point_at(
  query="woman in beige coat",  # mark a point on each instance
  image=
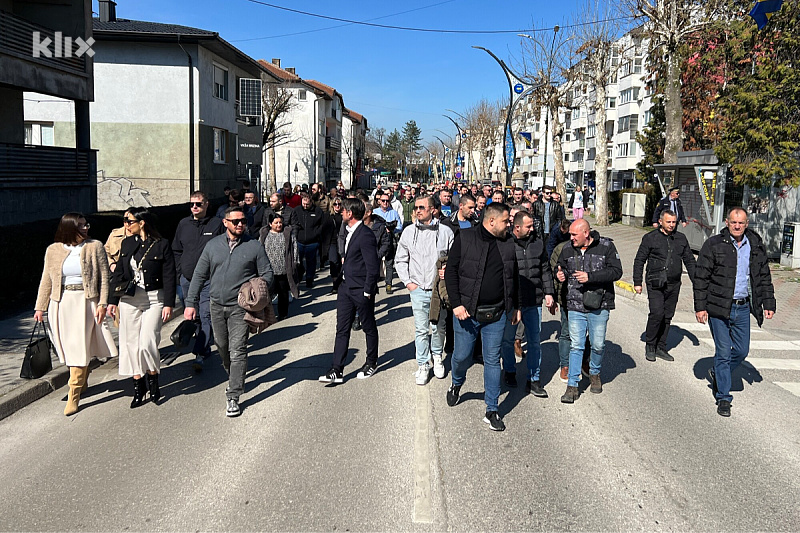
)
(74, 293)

-*-*-

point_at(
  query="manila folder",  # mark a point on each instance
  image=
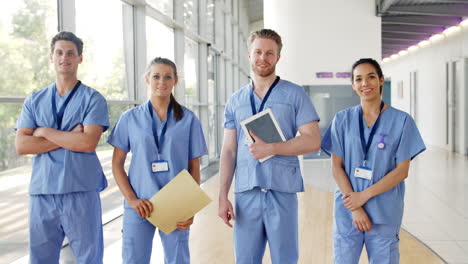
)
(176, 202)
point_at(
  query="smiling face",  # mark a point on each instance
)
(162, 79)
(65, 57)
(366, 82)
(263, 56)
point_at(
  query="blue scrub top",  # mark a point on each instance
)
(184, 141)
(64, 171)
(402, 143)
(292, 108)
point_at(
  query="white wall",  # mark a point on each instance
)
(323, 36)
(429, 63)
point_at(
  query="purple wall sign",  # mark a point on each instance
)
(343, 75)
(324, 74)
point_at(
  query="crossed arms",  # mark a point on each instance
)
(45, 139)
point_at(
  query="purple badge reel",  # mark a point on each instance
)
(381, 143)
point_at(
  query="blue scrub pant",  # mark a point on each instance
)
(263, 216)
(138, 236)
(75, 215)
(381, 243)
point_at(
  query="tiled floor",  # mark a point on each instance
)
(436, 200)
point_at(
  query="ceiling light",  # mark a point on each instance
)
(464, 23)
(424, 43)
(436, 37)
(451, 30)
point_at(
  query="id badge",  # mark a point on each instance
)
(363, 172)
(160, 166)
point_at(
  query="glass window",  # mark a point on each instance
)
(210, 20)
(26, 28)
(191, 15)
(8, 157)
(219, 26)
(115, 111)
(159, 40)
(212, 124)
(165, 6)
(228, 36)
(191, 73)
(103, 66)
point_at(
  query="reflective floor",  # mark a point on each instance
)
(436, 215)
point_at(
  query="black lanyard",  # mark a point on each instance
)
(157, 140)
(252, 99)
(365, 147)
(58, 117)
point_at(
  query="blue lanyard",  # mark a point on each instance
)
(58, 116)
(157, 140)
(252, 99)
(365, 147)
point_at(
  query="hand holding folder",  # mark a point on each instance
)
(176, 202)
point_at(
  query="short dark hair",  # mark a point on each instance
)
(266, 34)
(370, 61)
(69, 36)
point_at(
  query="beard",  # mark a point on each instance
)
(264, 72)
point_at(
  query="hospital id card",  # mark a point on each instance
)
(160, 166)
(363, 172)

-*-*-

*Short problem*:
Show, unchanged, each line of the entries above that contains the string "floor".

*Worked answer*:
  query="tiled floor",  # mark a point on each instance
  query="reflective floor",  # mark a point on each instance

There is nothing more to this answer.